JOB 1 ->
Translate this sentence from the interview about film sets into Spanish: "He’s there to help facilitate the vision of the architect of the story, which is usually the director."

== TEXT BLOCK ==

DOUG AARNIOKOSKI: Absolutely. I think that the job of an assistant director, who is really like a foreman, if I can relate the film set to a construction site, is that he’s there to make sure everything happens right on the film set. He’s there to help facilitate the vision of the architect of the story, which is usually the director.
In fact, I think knowing how the set functions as a director is paramount to being creative throughout the day, because you are on the clock. I mean, let’s face it, there is always a ticking clock for the director, and you have a certain amount of work to get done within the time period that you’re allotted. So you have to know the ins and outs.
Diabolique: To me, on-set experience is invaluable experience, whether you’re there as a crew member, an actor, or even as an extra. You get to see how the process works, even just by being a fly on the wall.
AARNIOKOSKI: I couldn’t agree more. I never wanted to be the director who stood there and said, “Why aren’t we moving on here, why aren’t we shooting?” There are always plenty of guys who do that. All you have to do is look to your right and see that the crew over there is changing the lens on the camera. You know, it’s those guys who don’t really understand what it takes to make a film, to make a TV show, or to be on the set that are really doing a disservice to themselves, because the funneling all that energy in the direction that it doesn’t need to be harnessed is useless. I mean, understand what’s going on, and then focus on being a storyteller.

===
== DATA FOR THIS TASK ==

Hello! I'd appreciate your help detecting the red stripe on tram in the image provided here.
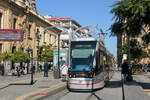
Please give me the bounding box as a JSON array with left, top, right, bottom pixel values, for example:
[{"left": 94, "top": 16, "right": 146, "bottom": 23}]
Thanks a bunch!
[{"left": 69, "top": 80, "right": 104, "bottom": 85}]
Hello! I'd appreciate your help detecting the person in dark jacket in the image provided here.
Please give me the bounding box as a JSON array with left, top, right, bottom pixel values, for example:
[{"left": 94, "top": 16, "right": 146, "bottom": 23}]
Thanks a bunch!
[
  {"left": 44, "top": 62, "right": 49, "bottom": 77},
  {"left": 122, "top": 61, "right": 129, "bottom": 80}
]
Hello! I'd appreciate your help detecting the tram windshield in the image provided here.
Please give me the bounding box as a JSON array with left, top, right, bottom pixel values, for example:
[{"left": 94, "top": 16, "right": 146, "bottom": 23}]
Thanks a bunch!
[{"left": 70, "top": 42, "right": 96, "bottom": 71}]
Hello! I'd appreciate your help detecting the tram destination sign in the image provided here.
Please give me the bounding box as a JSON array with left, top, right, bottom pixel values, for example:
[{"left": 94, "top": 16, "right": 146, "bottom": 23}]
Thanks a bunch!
[{"left": 0, "top": 29, "right": 22, "bottom": 41}]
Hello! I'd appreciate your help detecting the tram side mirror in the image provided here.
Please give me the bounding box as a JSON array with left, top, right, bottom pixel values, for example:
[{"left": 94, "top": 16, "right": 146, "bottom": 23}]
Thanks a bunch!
[{"left": 68, "top": 67, "right": 72, "bottom": 72}]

===

JOB 2 ->
Update the rows from the line with "Hello! I'd appreciate your help detecting the tram destination" through the end of the rows, replacing "tram" with "streetcar" and leaving everything else unchanged, and give back only those lines.

FULL SOLUTION 1 ->
Está ahí para ayudar a facilitar la visión del arquitecto de la historia, que suele ser el director.

FULL SOLUTION 2 ->
Hello! I'd appreciate your help detecting the streetcar destination sign in the image provided here.
Please give me the bounding box as a JSON array with left, top, right, bottom pixel values, for example:
[{"left": 94, "top": 16, "right": 146, "bottom": 23}]
Thanks a bunch!
[{"left": 0, "top": 29, "right": 22, "bottom": 41}]
Hello! I'd appreciate your help detecting the streetcar side mirror in the image provided here.
Please give me the bounding box as a JSON array with left, top, right, bottom pixel values, for example:
[{"left": 94, "top": 16, "right": 146, "bottom": 23}]
Thanks a bunch!
[{"left": 68, "top": 67, "right": 72, "bottom": 72}]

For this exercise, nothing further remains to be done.